To-do list -
- a) In the blog post below, transcribe the passage starting with "atlanta deployment: day" and going on through "it including cars.".
- b) List every food and drink the blog post below names as part of the dinner at roasters.
- c) According to the blog post below, where was the Austell Community Center located?

Given text -
--------

Sunday, September 27, 2009

atlanta deployment: day 3

so the cnn story never happened today, but i had an awesome day anyways! (maybe tomorrow)
i went out to do a story about the bulk distribution centers that we have opened in austell, ga.
this small, but mighty town got slammed by a flood in 2005 and got an even bigger record breaking flood earlier this week.
today i met the residents, volunteers and even the mayor.
it was an honor to gather stories of the people we help.
the stories are heartbreaking, surreal and hard to hear...but i have to share them so we can raise awareness of how many people need help. this town of 8,000 has around 500 families that have lost their homes... most of them have lost everything they owned along with it including cars.
after a long day i got to go have dinner at roasters with an old college buddy/vonmaur makeup coworker, jennifer and her friend marc.
roasted chicken, mac n cheese, sweet potatoes, corn bread and sweet tea of course (when in georgia)

it was ammmmaaazing. voted atlanta's best and rightfully so.
i will definitley be going back!

below is the story i wrote today for national with the photos i shot.

Keep on Living: The faces of Austell
By Danelle Schlegelmilch

When I arrived in the quiet town of Austell, GA I didn’t really know what to expect. My mission for today was to go to the Austell Community Center, which was located in an old converted grocery store, to see how bulk distribution works. What I learned was: a flood can do a heck of a lot of damage, but it can’t crush a small town’s spirit.

--------

Data block -

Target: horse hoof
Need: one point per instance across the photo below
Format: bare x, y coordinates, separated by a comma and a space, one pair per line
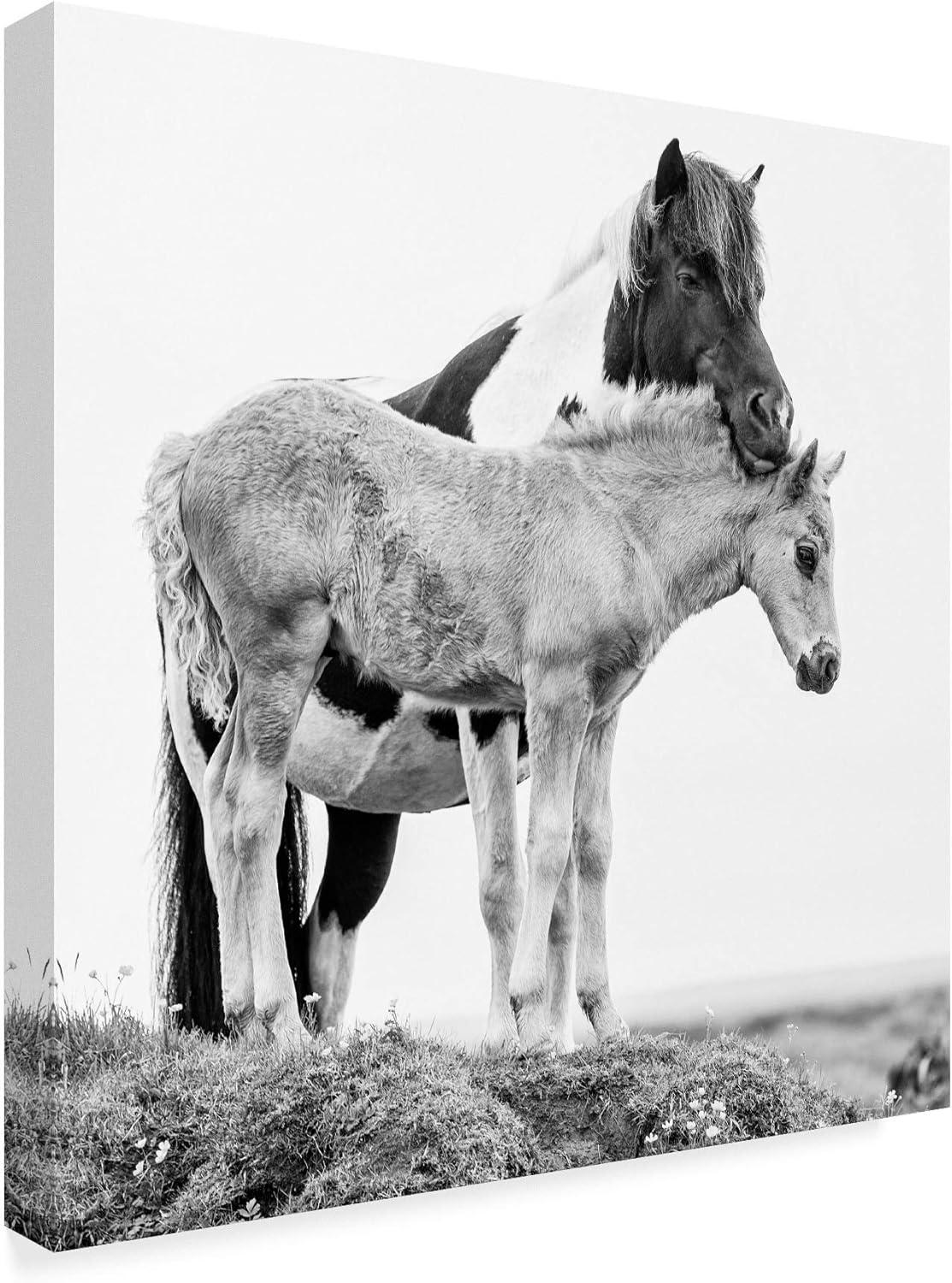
290, 1036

--------

Complete answers -
- a)
atlanta deployment: day 3

so the cnn story never happened today, but i had an awesome day anyways! (maybe tomorrow)
i went out to do a story about the bulk distribution centers that we have opened in austell, ga.
this small, but mighty town got slammed by a flood in 2005 and got an even bigger record breaking flood earlier this week.
today i met the residents, volunteers and even the mayor.
it was an honor to gather stories of the people we help.
the stories are heartbreaking, surreal and hard to hear...but i have to share them so we can raise awareness of how many people need help. this town of 8,000 has around 500 families that have lost their homes... most of them have lost everything they owned along with it including cars.

- b) roasted chicken, mac n cheese, sweet potatoes, corn bread, sweet tea

- c) In an old converted grocery store.